No texto sobre a fusão de hidrogênio e boro, reproduza o trecho de "Infelizmente, as reações" até "paraíso ou pesadelo?", trocando "meio século" por "várias décadas".

··· Texto fornecido ···

Jonathan Tennenbaum – 24 de abril de 2020
Parte 3 do sonho de Hidrogênio-Boro. No capítulo anterior desta série, Jonathan Tennenbaum explicou como a reação de fusão nuclear entre hidrogênio e boro poderia fornecer uma base para geração de eletricidade altamente eficiente e livre de radioatividade, com reservas virtualmente ilimitadas de combustível. Imagem de capa: Estrutura subnuclear do núcleo de um átomo de silício.
Infelizmente, as reações de hidrogênio e boro ocorrem em números significativos apenas sob condições físicas muito extremas – muito mais difíceis de realizar do que a reação deutério-trítio (DT), que até agora tem estado no foco da pesquisa de fusão. Enquanto isso, depois de mais de meio século de esforços mundiais e investimentos que chegam a dezenas de bilhões de dólares, ainda não é possível prever com qualquer grau de certeza quando as estações de energia baseadas na reação DT poderão realmente entrar em operação. Evidentemente, novas abordagens são necessárias, de fato, um novo paradigma, que se poderia chamar de “paradigma não térmico”.
Física do plasma: paraíso ou pesadelo?
No negócio da fusão, até agora, fala-se principalmente de fusão termonuclear: reações de fusão induzidas pelo aumento do combustível a temperaturas de milhões de graus. Essa também é a origem do termo arma termonuclear para denotar o que é mais popularmente conhecido como “bomba de hidrogênio”.
Muito mais do que aquecimento está envolvido, no entanto. Já em temperaturas muito mais baixas, o combustível se transforma em plasma: os elétrons (ou a maioria deles) não estão mais ligados aos núcleos, mas enxameiam mais ou menos livremente, como fazem os núcleos, embora ainda empurrados e puxados pelo forças de atração e repulsão entre eles. Seu movimento dá origem a correntes elétricas e campos magnéticos, que por sua vez atuam sobre todo o plasma. Fala-se de “magneto-hidrodinâmica”. O comportamento do plasma é, por sua própria natureza, altamente não linear. Os plasmas exibem uma enorme variedade de diferentes tipos de ondas e oscilações; eles emitem radiação eletromagnética, exibem propriedades coletivas e auto-organizadas. Existem efeitos colisionais e quânticos, etc.

··· Linhas de dados ···

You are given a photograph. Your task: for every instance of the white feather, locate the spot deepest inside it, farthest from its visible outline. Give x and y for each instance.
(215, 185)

···

Solução do exercício.
Infelizmente, as reações de hidrogênio e boro ocorrem em números significativos apenas sob condições físicas muito extremas – muito mais difíceis de realizar do que a reação deutério-trítio (DT), que até agora tem estado no foco da pesquisa de fusão. Enquanto isso, depois de mais de várias décadas de esforços mundiais e investimentos que chegam a dezenas de bilhões de dólares, ainda não é possível prever com qualquer grau de certeza quando as estações de energia baseadas na reação DT poderão realmente entrar em operação. Evidentemente, novas abordagens são necessárias, de fato, um novo paradigma, que se poderia chamar de “paradigma não térmico”.
Física do plasma: paraíso ou pesadelo?